在执行后，miniImageNet_raw文件夹下存储着未处理、未分类的样本。miniImageNet文件夹的结构如下：

|-miniImageNet
	|-train
		|-class1
			|-img1.jpg
			|-...
		|-...
	|-val
	|-test

其中，val、test的文件夹结构和train一样。

3. 使用ImageFolder构建数据集类

PyTorch提供非常方便的类ImageFolder用于图像数据集的构建。

dataset = ImageFolder(root='./miniImageNet/train')

但是，这样构造的数据集，样本的标签是根据文件夹的顺序而来的。例如，在第一个文件夹的样本都会被标志为0类。如果我们想要让样本标签和数据集的标签对应，那么需要重写一些方法。

3.1 重写DataFolder中的方法

ImageFolder是DataFolder的子类，在DataFolder中，提供了两个可供重写的方法：
find_classes和make_dataset。其中，find_classes需要返回类别名称和类别名称（list）与标签之间的映射（dict）。make_dataset则根据find_classes返回的参数构建数据集。

重写如下：

meta_dir = os.path.join(os.getcwd(), 'meta_info')
if not os.path.exists(meta_dir):
    os.makedirs(meta_dir)

meta_info_path = os.path.join(meta_dir, "meta_info.npy")
if not os.path.exists(meta_info_path):
    meta = loadmat('./ILSVRC2012_devkit_t12/data/meta.mat')
    meta = meta.get('synsets')
    meta = meta.reshape(1860)
    meta_id = [[i[0].item(), i[1].item()] for i in meta]
    meta_info = np.array(meta_id[:1000])
    np.save(meta_info_path, meta_info, allow_pickle=True)
else:
    meta_info = np.load(meta_info_path, allow_pickle=True)

* **练习题目 A**
请根据阅读材料，用一到三句话说明为什么需要重写DataFolder中的方法。
阅读材料与这些条目彼此独立，互不相关。

* **数据部分**
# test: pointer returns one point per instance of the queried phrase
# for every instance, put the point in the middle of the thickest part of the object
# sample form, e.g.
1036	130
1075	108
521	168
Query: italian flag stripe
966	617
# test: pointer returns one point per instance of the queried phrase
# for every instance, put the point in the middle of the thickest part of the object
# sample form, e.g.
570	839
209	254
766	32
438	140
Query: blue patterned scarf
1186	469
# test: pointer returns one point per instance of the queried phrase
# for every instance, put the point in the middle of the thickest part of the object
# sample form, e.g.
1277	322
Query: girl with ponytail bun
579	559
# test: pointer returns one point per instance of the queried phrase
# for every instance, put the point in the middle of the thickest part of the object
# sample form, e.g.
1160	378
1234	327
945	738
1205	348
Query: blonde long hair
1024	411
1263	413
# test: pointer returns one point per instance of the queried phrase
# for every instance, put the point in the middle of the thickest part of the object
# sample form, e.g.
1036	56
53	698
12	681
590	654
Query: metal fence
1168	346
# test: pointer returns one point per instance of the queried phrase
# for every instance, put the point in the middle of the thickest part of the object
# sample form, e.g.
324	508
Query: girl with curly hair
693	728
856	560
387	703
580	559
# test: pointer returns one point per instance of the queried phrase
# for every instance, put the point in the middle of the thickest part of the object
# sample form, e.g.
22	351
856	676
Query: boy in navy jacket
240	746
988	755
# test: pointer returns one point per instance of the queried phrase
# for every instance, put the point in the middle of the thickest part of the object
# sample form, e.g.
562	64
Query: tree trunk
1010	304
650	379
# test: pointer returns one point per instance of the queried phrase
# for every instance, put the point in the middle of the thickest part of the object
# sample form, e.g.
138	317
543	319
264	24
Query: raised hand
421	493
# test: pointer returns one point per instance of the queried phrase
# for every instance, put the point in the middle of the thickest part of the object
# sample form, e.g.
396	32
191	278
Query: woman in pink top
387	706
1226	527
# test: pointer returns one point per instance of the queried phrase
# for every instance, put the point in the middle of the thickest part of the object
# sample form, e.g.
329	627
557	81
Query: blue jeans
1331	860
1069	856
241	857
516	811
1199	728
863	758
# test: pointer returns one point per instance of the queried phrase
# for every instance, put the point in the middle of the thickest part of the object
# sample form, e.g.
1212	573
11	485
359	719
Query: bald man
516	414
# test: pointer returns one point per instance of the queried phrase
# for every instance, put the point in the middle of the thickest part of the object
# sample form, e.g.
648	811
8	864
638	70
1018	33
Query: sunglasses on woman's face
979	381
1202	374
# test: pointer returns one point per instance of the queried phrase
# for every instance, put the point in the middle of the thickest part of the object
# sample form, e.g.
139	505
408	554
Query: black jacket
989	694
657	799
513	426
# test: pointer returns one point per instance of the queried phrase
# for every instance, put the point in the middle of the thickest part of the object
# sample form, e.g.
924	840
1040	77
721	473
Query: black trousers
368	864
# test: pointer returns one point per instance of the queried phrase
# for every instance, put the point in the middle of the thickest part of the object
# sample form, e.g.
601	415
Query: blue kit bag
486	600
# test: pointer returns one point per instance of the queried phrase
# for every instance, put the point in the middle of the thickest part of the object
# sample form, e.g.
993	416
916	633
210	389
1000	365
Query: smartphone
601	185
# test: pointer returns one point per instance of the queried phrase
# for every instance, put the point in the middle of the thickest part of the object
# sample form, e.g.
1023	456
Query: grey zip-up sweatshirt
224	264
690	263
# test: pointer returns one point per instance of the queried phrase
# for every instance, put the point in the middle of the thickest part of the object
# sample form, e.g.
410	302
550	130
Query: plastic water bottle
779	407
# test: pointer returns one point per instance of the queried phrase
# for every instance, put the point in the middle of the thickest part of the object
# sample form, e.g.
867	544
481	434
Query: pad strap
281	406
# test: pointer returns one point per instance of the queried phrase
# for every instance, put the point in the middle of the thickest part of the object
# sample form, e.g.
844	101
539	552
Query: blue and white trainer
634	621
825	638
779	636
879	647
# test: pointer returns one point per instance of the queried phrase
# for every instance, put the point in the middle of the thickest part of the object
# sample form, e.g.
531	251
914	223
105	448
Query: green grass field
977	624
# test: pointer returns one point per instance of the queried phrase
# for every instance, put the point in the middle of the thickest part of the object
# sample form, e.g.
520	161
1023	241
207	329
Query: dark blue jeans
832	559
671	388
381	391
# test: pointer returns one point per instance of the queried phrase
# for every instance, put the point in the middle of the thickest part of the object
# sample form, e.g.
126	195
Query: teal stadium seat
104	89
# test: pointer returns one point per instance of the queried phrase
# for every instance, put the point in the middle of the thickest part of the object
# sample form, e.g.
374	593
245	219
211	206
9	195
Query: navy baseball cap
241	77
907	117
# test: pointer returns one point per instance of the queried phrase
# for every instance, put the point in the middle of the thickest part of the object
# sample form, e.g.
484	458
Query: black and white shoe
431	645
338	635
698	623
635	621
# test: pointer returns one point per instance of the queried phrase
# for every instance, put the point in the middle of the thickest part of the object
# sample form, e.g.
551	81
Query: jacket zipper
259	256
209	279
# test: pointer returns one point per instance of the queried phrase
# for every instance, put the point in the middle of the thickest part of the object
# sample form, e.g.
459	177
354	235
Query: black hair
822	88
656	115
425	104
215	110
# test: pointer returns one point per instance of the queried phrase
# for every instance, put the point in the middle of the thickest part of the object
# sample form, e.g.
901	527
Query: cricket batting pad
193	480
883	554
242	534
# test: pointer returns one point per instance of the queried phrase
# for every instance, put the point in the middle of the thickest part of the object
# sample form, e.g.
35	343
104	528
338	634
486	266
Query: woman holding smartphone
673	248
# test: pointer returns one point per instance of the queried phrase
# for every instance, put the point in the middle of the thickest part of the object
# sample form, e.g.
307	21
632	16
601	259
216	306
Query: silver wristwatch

* **练习题目 B**
请从条目中挑出所有含有字符串“white”的行，并逐行抄写出来。

* **完整答案 A**
用ImageFolder直接构造的数据集，样本标签是按文件夹的顺序确定的，例如第一个文件夹中的样本都会被标为0类。如果想让样本标签与数据集本身的标签对应，就需要重写一些方法。

* **完整答案 B**
Query: blue and white trainer
Query: black and white shoe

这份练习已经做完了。